▸ **Short problem**:
Pick out and copy every line of the data below that contains the word "instance", matching case exactly.
— begin —
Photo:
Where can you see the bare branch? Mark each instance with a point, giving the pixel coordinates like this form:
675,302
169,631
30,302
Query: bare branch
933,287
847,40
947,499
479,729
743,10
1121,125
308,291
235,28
— end —
— begin —
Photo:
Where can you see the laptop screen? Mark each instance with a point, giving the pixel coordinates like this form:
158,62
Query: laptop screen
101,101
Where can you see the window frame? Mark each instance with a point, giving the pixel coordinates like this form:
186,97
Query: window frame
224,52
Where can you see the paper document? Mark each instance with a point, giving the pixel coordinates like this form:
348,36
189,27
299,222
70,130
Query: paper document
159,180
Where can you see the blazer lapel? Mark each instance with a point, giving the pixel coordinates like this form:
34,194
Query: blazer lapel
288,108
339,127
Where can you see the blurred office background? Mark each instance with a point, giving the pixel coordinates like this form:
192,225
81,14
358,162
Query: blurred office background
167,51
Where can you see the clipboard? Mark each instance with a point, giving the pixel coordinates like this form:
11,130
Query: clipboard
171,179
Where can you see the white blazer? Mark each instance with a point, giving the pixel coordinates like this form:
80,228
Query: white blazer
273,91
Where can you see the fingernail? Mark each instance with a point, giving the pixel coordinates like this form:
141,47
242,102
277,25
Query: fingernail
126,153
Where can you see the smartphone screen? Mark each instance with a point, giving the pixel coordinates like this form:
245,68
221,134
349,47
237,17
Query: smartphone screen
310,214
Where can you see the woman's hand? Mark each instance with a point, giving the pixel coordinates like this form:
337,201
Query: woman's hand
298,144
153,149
— end —
▸ **Answer to this task**:
Where can you see the bare branch? Mark each instance with a point, giving the pixel coordinates like this form:
Where can you see the laptop screen? Mark each instance with a point, giving the pixel coordinates like this form:
Where can you see the window frame? Mark each instance with a point, giving the pixel coordinates like this form:
Where can you see the paper document? Mark each instance with a point, giving the pixel coordinates like this form:
Where can you see the blazer lapel? Mark each instance with a point, giving the pixel coordinates like this form:
Where can you see the blurred office background? Mark each instance with a point, giving the pixel coordinates like this form:
Where can you see the clipboard? Mark each instance with a point, giving the pixel coordinates like this form:
Where can you see the white blazer? Mark each instance with a point, giving the pixel coordinates like this form:
Where can you see the fingernail? Mark each instance with a point, giving the pixel coordinates like this form:
Where can you see the smartphone screen? Mark each instance with a point, giving the pixel coordinates like this form:
Where can you see the woman's hand? Mark each instance with a point, giving the pixel coordinates like this form:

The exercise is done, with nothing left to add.